### Применение прочитанного:
- A) Верните без изменений фрагмент исходного текста, который начинается со слов «На первый взгляд» и заканчивается словами «время существенно уточнено.».
- B) Переведите на английский язык предложение из исходного текста: «Марксистские историки Французской революции трактовали абсолютизм как политическое устройство, где вся власть безраздельно сосредоточена в руках монарха, использующего ее по собственному произволу».
- C) Ответьте по исходному тексту на вопросы:
(i) Какую долю дохода давали повинности во владениях принца Конде в Парижском регионе?
(ii) Как во французской общественно-политической мысли Просвещения назывался строй, с которым отождествлялся французский абсолютизм?
(iii) Кто сделал вывод, что нет оснований характеризовать систему общественных отношений предреволюционной Франции в целом как феодальный строй?

### Исходный текст:
#####
[408]. В экономически же развитых районах она была и того меньше. Так, во владениях принца Конде в Парижском регионе повинности давали лишь 13 % дохода, а в 12 сеньориях графа де Тессе, крупнейшего собственника Верхнего Мэна, - 10,8 %[409]. Основная же масса поступлений шла от капиталистических и полукапиталистических способов ведения хозяйства. Более того, отдельные элементы сеньориального комплекса, изначально имевшие феодальное происхождение, в указанный период наполнились новым содержанием, фактически превратившись в инструмент первоначального накопления капитала[410]. Таким образом, отмечал А. В. Адо в ходе «круглого стола», «исследования последних десятилетий относительно реального веса Феодально-сеньориального вычета из крестьянского дохода в различных районах Франции, о месте его в структуре доходов сеньориального класса, о характере использования им земель домена показывают гораздо более сложную картину, чем это представлялось еще 15 - 20 лет назад»[411]. И эта, сложившаяся с развитием историографии новая картина позволила Л. А. Пименовой сделать вполне определенный вывод: «На современном уровне знаний у нас нет оснований характеризовать систему общественных отношений предреволюционной Франции в целом как феодальный строй»[412].
На первый взгляд может показаться, что вторая часть используемого для Старого порядка определения «Феодально-абсолютистский» не столь уязвима для критики, как первая, ибо само по себе понятие «абсолютизм» достаточно широко используется в современной научной литературе и в целом никем под сомнение не ставится. И все же значение, традиционно придававшееся ей в советской историографии, было в последнее время существенно уточнено.
Марксистские историки Французской революции трактовали абсолютизм как политическое устройство, где вся власть безраздельно сосредоточена в руках монарха, использующего ее по собственному произволу. Вот что, например, писал на сей счет Манфред:
«Король по-прежнему обладал неограниченной, самодержавной властью; ему принадлежало окончательное решение всех внутренних и внешних дел государства, он назначал и смещал министров и чиновников, издавал и отменял законы, карал и миловал»[413].
И по словам Ревуненкова:
«Король мог устанавливать и собирать любые налоги, не спрашивая разрешения у кого-либо. Он мог издавать и отменять любые законы, объявлять войну и заключать мир, решать по своему усмотрению все административные и судебные дела»[414].
Тем самым французский абсолютизм фактически отождествлялся с политическим строем, действительно известным в России как «самодержавие», а во французской общественно - политической мысли Просвещения - как «деспотизм». Точно так же его трактовали левые политики эпохи Революции, требуя передачи народу всей полноты «абсолютной» власти, которая, якобы, принадлежала монархии не только в теории, но и в реальности. Вот как характеризовал это явление Фюре:
«Хотя старая административная монархия никогда не была абсолютной в современном значении этого слова (тем более монархия конца XVIII в.), все здесь происходит так, будто созданные ею представления о своей власти стали частью национального сознания. Став нацией и слившись в едином волеизъявлении, французы, сами того не сознавая, вернулись к мифическому образу абсолютизма, поскольку именно он определяет и представляет социальную совокупность. Медленное движение гражданского общества к власти происходит во имя этого самодержавия...»[415]
Иначе говоря, представление о «самодержавном деспотизме» монархии Старого порядка было лишь одним из мифов эпохи Революции. Тем не менее, как мы видели выше, отечественная марксистская историография интерпретировала этот миф как реальность.
#####
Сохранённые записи
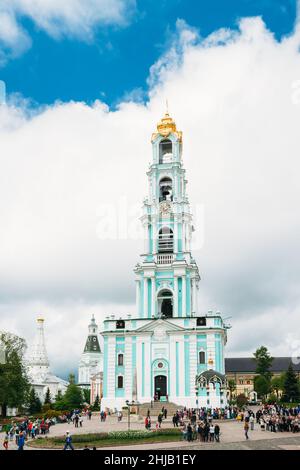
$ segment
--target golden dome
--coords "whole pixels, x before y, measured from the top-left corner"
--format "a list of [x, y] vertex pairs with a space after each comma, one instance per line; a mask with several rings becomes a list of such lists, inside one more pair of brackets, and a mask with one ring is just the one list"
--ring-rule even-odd
[[177, 131], [175, 121], [171, 118], [168, 111], [166, 111], [164, 117], [157, 123], [157, 132], [152, 134], [151, 140], [155, 140], [158, 135], [168, 137], [169, 134], [176, 134], [180, 141], [182, 139], [182, 132]]

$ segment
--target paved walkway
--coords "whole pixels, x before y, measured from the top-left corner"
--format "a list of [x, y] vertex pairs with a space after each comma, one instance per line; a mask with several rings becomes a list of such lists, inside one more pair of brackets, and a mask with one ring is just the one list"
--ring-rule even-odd
[[[261, 431], [259, 426], [255, 425], [254, 431], [249, 431], [250, 439], [246, 441], [244, 436], [243, 423], [237, 421], [220, 421], [221, 428], [221, 442], [220, 443], [202, 443], [202, 442], [166, 442], [157, 444], [140, 444], [131, 446], [113, 446], [107, 447], [106, 450], [155, 450], [155, 449], [181, 449], [181, 450], [221, 450], [221, 449], [297, 449], [300, 450], [300, 434], [291, 433], [271, 433], [269, 431]], [[131, 429], [144, 429], [143, 420], [137, 421], [136, 417], [131, 419]], [[171, 419], [163, 422], [162, 427], [172, 427]], [[63, 436], [66, 431], [70, 431], [71, 434], [88, 434], [93, 432], [105, 432], [105, 431], [125, 431], [128, 429], [127, 417], [123, 421], [118, 422], [115, 417], [108, 417], [104, 423], [100, 422], [99, 417], [93, 416], [92, 419], [84, 420], [82, 428], [75, 428], [73, 424], [57, 424], [51, 427], [49, 436]], [[4, 434], [0, 434], [1, 450], [3, 450]], [[9, 444], [10, 449], [16, 449], [14, 443]], [[30, 449], [28, 446], [27, 449]], [[104, 450], [104, 448], [102, 448]]]

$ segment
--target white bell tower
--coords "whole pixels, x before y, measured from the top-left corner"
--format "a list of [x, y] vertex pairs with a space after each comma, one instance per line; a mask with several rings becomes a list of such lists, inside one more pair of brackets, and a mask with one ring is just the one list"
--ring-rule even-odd
[[88, 327], [88, 337], [78, 367], [78, 385], [91, 387], [91, 378], [103, 371], [103, 354], [101, 352], [98, 325], [94, 315]]

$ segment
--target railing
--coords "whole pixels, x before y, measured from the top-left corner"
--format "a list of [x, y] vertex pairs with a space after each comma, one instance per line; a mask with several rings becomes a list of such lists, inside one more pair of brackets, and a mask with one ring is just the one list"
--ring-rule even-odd
[[174, 255], [172, 253], [158, 254], [156, 256], [157, 264], [172, 264], [173, 261], [174, 261]]

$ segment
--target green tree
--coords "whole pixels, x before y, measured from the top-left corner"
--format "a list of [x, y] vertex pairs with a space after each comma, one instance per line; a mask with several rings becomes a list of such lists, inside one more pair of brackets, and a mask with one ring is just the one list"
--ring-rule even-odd
[[28, 397], [28, 411], [30, 414], [39, 413], [42, 410], [41, 400], [35, 393], [34, 388], [31, 388]]
[[268, 380], [271, 380], [272, 373], [270, 368], [273, 363], [273, 357], [271, 357], [268, 349], [265, 346], [261, 346], [254, 353], [254, 360], [256, 362], [256, 373], [262, 375]]
[[46, 391], [46, 395], [45, 395], [44, 404], [45, 404], [45, 405], [51, 405], [51, 403], [52, 403], [52, 400], [51, 400], [51, 393], [50, 393], [50, 388], [48, 387], [48, 388], [47, 388], [47, 391]]
[[72, 374], [70, 374], [69, 385], [62, 398], [62, 402], [67, 410], [74, 410], [83, 406], [82, 390], [75, 384], [75, 377]]
[[236, 391], [235, 380], [233, 380], [233, 379], [228, 380], [228, 389], [229, 389], [229, 400], [232, 401], [233, 392]]
[[284, 376], [282, 399], [285, 402], [296, 402], [300, 399], [299, 382], [291, 362]]
[[91, 391], [88, 388], [84, 388], [82, 390], [82, 393], [83, 393], [83, 399], [84, 399], [85, 403], [90, 403], [90, 401], [91, 401]]
[[266, 396], [271, 391], [271, 382], [269, 378], [263, 375], [257, 375], [254, 378], [254, 390], [257, 392], [259, 398], [266, 399]]
[[279, 392], [283, 390], [284, 374], [276, 377], [272, 377], [271, 380], [271, 391], [276, 395], [276, 399], [279, 399]]
[[239, 408], [243, 408], [247, 404], [247, 402], [248, 399], [243, 393], [240, 393], [240, 395], [236, 397], [236, 404]]
[[92, 406], [92, 409], [93, 411], [99, 411], [100, 410], [100, 398], [99, 398], [99, 395], [96, 396], [96, 399], [93, 403], [93, 406]]
[[4, 353], [0, 360], [0, 405], [3, 416], [6, 416], [7, 407], [21, 408], [24, 405], [30, 386], [23, 362], [24, 339], [2, 333], [0, 346]]
[[55, 396], [55, 401], [53, 403], [53, 408], [57, 411], [65, 410], [65, 402], [63, 394], [58, 390], [57, 395]]

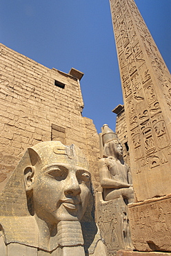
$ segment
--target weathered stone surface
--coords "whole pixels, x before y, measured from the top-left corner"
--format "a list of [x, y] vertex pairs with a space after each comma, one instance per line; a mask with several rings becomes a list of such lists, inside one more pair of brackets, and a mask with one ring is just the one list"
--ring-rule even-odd
[[171, 250], [171, 194], [128, 205], [137, 250]]
[[[83, 74], [48, 68], [1, 44], [0, 68], [0, 191], [28, 147], [52, 139], [83, 150], [97, 186], [99, 137], [92, 121], [81, 116]], [[53, 132], [57, 126], [61, 132]]]
[[105, 255], [92, 217], [88, 164], [74, 145], [49, 141], [28, 148], [0, 204], [3, 256], [97, 256], [98, 248]]
[[118, 250], [134, 248], [127, 206], [134, 201], [134, 192], [122, 146], [108, 125], [102, 128], [100, 140], [103, 158], [98, 166], [102, 192], [97, 194], [97, 219], [108, 255], [113, 255]]
[[170, 256], [169, 253], [142, 253], [142, 252], [130, 252], [128, 250], [119, 250], [117, 256]]
[[133, 185], [141, 201], [171, 193], [170, 74], [134, 0], [110, 1]]

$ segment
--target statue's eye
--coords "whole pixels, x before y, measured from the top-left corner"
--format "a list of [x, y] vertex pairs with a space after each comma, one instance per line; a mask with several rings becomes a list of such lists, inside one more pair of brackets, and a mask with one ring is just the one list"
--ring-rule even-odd
[[91, 181], [90, 174], [85, 171], [77, 171], [77, 176], [79, 183], [82, 182], [89, 183]]
[[48, 174], [54, 178], [57, 181], [60, 181], [66, 179], [68, 172], [66, 168], [55, 168], [48, 171]]

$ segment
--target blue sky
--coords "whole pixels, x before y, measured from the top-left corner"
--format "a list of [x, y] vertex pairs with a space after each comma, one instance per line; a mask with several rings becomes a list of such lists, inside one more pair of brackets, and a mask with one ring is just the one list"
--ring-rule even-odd
[[[135, 0], [171, 70], [171, 0]], [[48, 66], [84, 73], [83, 116], [98, 132], [115, 129], [112, 110], [123, 103], [108, 0], [0, 0], [0, 39]]]

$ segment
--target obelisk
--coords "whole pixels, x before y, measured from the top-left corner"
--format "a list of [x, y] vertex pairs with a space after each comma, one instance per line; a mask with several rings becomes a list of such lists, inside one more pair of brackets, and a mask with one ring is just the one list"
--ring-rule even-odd
[[171, 250], [170, 74], [134, 1], [110, 0], [137, 203], [137, 250]]

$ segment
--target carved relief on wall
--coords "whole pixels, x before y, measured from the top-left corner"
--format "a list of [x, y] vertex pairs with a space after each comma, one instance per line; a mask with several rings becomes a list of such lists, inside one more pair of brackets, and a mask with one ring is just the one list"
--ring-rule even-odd
[[137, 250], [171, 250], [170, 205], [169, 195], [129, 206], [132, 238]]

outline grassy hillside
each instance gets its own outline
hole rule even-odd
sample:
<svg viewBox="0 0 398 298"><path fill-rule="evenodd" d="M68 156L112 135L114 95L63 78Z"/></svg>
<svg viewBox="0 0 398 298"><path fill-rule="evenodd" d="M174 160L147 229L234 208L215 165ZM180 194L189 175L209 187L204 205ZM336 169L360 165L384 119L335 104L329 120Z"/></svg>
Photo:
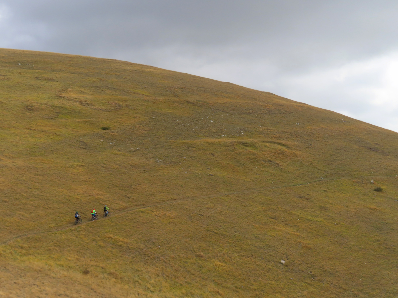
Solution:
<svg viewBox="0 0 398 298"><path fill-rule="evenodd" d="M396 133L50 53L0 49L0 297L398 296Z"/></svg>

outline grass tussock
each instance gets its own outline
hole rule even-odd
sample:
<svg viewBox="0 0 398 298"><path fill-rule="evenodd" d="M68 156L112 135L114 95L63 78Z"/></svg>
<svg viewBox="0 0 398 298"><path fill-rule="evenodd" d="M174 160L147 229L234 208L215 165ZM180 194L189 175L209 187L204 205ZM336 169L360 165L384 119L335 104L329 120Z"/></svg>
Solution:
<svg viewBox="0 0 398 298"><path fill-rule="evenodd" d="M398 296L395 133L122 61L0 66L0 296Z"/></svg>

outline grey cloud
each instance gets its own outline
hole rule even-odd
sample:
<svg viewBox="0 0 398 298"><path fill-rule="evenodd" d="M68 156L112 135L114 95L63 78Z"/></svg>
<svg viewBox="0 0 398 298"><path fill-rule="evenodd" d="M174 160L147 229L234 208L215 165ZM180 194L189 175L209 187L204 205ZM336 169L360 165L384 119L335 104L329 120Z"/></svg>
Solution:
<svg viewBox="0 0 398 298"><path fill-rule="evenodd" d="M148 64L335 110L345 108L354 116L367 113L357 103L371 99L359 90L369 84L382 85L379 72L355 75L319 88L310 85L316 80L311 74L324 74L353 61L398 50L396 1L1 3L10 13L0 19L0 46ZM325 75L325 79L333 78Z"/></svg>

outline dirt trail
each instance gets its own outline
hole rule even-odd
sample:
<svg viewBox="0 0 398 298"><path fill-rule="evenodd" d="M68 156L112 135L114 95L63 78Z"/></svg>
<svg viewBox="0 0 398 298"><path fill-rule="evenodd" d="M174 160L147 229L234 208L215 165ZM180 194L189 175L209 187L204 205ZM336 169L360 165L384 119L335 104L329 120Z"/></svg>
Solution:
<svg viewBox="0 0 398 298"><path fill-rule="evenodd" d="M304 182L302 183L298 183L297 184L290 184L289 185L283 185L280 186L274 186L274 187L266 187L264 188L261 188L258 190L242 190L239 192L224 192L224 193L220 193L219 194L217 194L214 195L203 195L199 197L194 197L191 198L187 198L186 199L183 199L180 200L178 200L176 201L173 201L171 202L165 202L164 203L159 203L158 204L154 204L151 205L147 205L146 206L143 206L141 207L137 207L136 208L133 208L131 209L127 209L126 210L123 210L122 211L120 211L118 212L112 212L112 217L115 216L116 215L119 215L119 214L122 214L124 213L126 213L126 212L129 212L131 211L135 211L136 210L141 210L142 209L145 209L148 208L150 208L150 207L155 207L157 206L161 206L162 205L169 205L170 204L175 204L178 203L181 203L182 202L185 202L188 201L193 201L194 200L201 199L209 199L212 197L222 197L225 195L231 195L238 194L247 194L250 192L262 192L264 190L272 190L272 189L276 189L277 188L282 188L285 187L292 187L293 186L299 186L301 185L306 185L307 184L310 184L311 183L314 183L316 182L320 182L321 181L330 181L332 180L340 180L342 179L358 179L360 178L391 178L391 177L397 177L398 175L395 176L359 176L357 177L341 177L339 178L330 178L329 179L320 179L318 180L314 180L312 181L310 181L308 182ZM99 217L98 219L96 220L99 221L101 219L105 219L107 218L107 217ZM0 242L0 245L4 245L7 244L7 243L11 242L13 240L15 240L16 239L20 239L21 238L23 238L25 237L27 237L28 236L31 236L33 235L38 235L41 234L44 234L46 233L52 233L55 232L59 232L59 231L62 231L64 230L66 230L68 228L71 228L74 227L76 227L81 226L82 224L86 224L91 223L91 221L86 221L84 223L82 223L81 224L78 224L75 225L70 224L68 226L65 226L61 228L59 228L57 229L53 230L51 231L43 231L42 232L33 232L31 233L29 233L26 234L21 234L21 235L19 235L18 236L16 236L13 237L12 238L9 238L7 240L4 241L2 241Z"/></svg>

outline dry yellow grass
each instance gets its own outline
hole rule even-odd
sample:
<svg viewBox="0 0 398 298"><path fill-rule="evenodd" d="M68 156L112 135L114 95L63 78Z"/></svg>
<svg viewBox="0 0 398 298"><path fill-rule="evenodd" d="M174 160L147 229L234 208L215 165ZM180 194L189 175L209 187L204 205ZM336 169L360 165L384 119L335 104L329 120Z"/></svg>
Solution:
<svg viewBox="0 0 398 298"><path fill-rule="evenodd" d="M398 296L396 133L90 57L0 49L0 297Z"/></svg>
#####
### Ответы по порядку:
- A)
На первый взгляд может показаться, что вторая часть используемого для Старого порядка определения «Феодально-абсолютистский» не столь уязвима для критики, как первая, ибо само по себе понятие «абсолютизм» достаточно широко используется в современной научной литературе и в целом никем под сомнение не ставится. И все же значение, традиционно придававшееся ей в советской историографии, было в последнее время существенно уточнено.

- B) Marxist historians of the French Revolution interpreted absolutism as a political system in which all power is concentrated undividedly in the hands of the monarch, who uses it at his own arbitrary will.

- C)
(i) 13 %.
(ii) «Деспотизм».
(iii) Л. А. Пименова.